▶ [Data under study]
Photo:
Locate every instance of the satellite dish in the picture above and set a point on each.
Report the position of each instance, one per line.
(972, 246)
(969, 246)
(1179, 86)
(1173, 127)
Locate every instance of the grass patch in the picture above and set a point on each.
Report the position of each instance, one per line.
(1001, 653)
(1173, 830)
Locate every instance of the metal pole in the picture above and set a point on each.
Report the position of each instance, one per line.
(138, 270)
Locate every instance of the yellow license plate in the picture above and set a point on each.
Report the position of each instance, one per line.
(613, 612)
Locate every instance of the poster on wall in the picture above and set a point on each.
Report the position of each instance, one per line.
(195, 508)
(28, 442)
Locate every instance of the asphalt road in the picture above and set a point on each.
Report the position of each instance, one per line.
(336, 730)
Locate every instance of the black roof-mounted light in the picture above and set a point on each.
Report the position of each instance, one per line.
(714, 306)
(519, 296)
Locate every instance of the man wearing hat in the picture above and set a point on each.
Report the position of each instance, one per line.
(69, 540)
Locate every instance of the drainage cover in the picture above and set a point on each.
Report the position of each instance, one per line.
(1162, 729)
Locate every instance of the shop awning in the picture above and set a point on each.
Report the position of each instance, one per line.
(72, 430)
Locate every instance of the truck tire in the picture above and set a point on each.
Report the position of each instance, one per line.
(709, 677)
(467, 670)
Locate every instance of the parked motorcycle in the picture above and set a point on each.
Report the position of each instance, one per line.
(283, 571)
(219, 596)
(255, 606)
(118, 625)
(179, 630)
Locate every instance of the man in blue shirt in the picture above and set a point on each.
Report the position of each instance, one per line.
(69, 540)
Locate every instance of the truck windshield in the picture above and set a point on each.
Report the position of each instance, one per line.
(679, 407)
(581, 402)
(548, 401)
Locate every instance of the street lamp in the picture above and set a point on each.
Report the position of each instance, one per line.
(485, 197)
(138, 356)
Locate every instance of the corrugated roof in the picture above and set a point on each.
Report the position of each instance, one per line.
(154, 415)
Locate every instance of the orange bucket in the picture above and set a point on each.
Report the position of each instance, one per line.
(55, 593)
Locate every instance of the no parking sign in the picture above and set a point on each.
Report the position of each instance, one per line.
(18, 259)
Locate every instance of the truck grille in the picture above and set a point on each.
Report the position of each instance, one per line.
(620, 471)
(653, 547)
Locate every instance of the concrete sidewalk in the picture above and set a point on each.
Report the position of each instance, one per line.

▶ [Work to complete] Starting at the line above that holds "Locate every instance of the black" and ending at the line that holds "Locate every instance of the drainage", transcribe each line exactly and include no other lines.

▶ [Solution to this task]
Locate every instance of the black roof-mounted light in the picture above and set a point on each.
Report the position of each instance, one per line.
(714, 306)
(519, 296)
Locate every instance of the man wearing hat in the picture above and set a point on each.
Report the position of each instance, one per line.
(69, 540)
Locate every instance of the drainage cover in the picture above and set a point on each.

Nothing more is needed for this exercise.